(作業指示) 以下の固定資産税の誤りと返還についての文章を、最後の文の後から続けて書いてください。

(読解文)
------------------------
自治体の要綱に基づく返還が納税者にとっては一番お得感がありますが、要綱の法的位置づけについて法学者の間では議論があります。
過誤納金の返還は、要綱に基づき行っている自治体が多いが、返還の手続については、自治体から対象者に通知するもの、申請を受けて決定通知をするものがある。
固定資産税の誤りとその対応
そして、返還金の法的根拠は、地方自治法232条の2に基づく寄付と位置付けているところが多い。この場合、要綱の位置付け、返還金の権利性が問題になる
この論点については、ケースごとに多くの判例があり、要綱の適用要件については標準化されていないのが実情、結局のところ解決の仕方は事例に応じて区々です。
どうやら、固定資産税の適正性を徹底究明するのは「パンドラの箱」を開けるようなもで、相当数の誤った課税が潜在しているものと推測されます。また、解決方法についても全国一律の対応にはなっていないと言えます。
------------------------
(データ抜粋)

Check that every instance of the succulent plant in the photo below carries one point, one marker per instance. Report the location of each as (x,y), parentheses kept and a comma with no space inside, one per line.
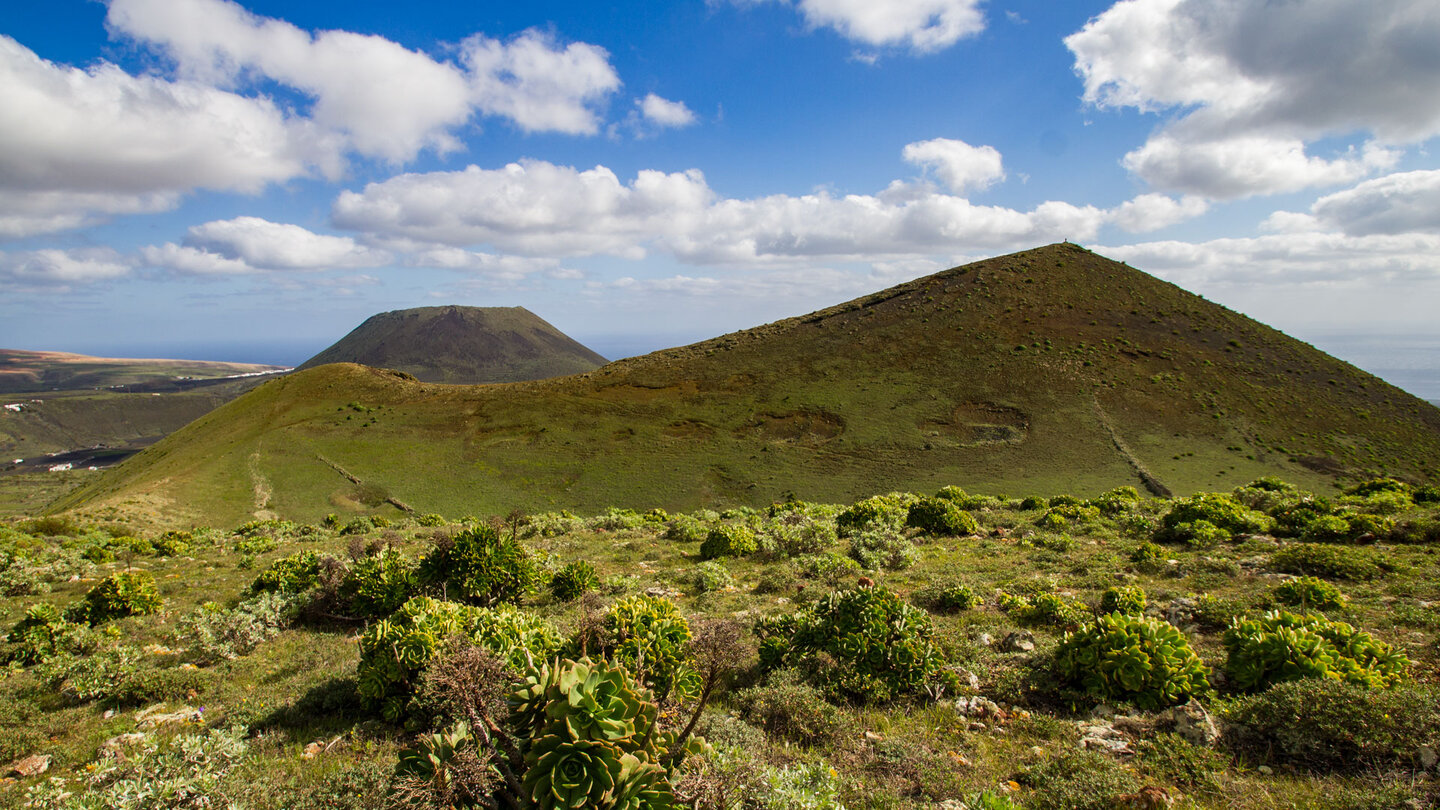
------------------------
(結果)
間違いを見つけたときはどうすればいいのか
「納税通知書」をよく見ると小さな字でいろいろな説明が書いてあります。この中に「不服申し立て」「取消訴訟」についての記載があります。
これは行政が国民の権利を侵害した場合に国民の権利を守るために設けられた次の法律に基づく救済制度に該当します。
- 行政不服審査(一般法は行政不服審査法、税に関しては税法に不服審査の定めがある)
- 行政事件訴訟法に基づく取消訴訟
「不服申し立て」は行政機関が審理・判断します。「取消訴訟」は裁判所が審理判断します。いずれも申し出の期間が決まっているうえ手続きも面倒。訴訟となると判決がでるまで相当の期間がかかりますし、訴訟手続きを弁護士に依頼すれば費用も掛かります。
しかし必ずしも上述の法制度に則った対応でしか解決が図れないわけではありません。不審に思ったら申し出期間に拘らず、なるべく早く役所の窓口に相談することをお勧めします。
役所の担当の知見レベルにばらつきがあり、レベルの低い担当者にあたると良い対応をしてくれないかもしれませんが、この場合は上席者等に代わってもらう方が良いかもしれません。
また、自分にもある程度の法的知識があると相手から適切な対応を引き出すのに役に立ちます。実は自分は昨年行政書士試験の受験勉強をしたのでその知識が役に立ちました。(試験は落第しましたけど・・)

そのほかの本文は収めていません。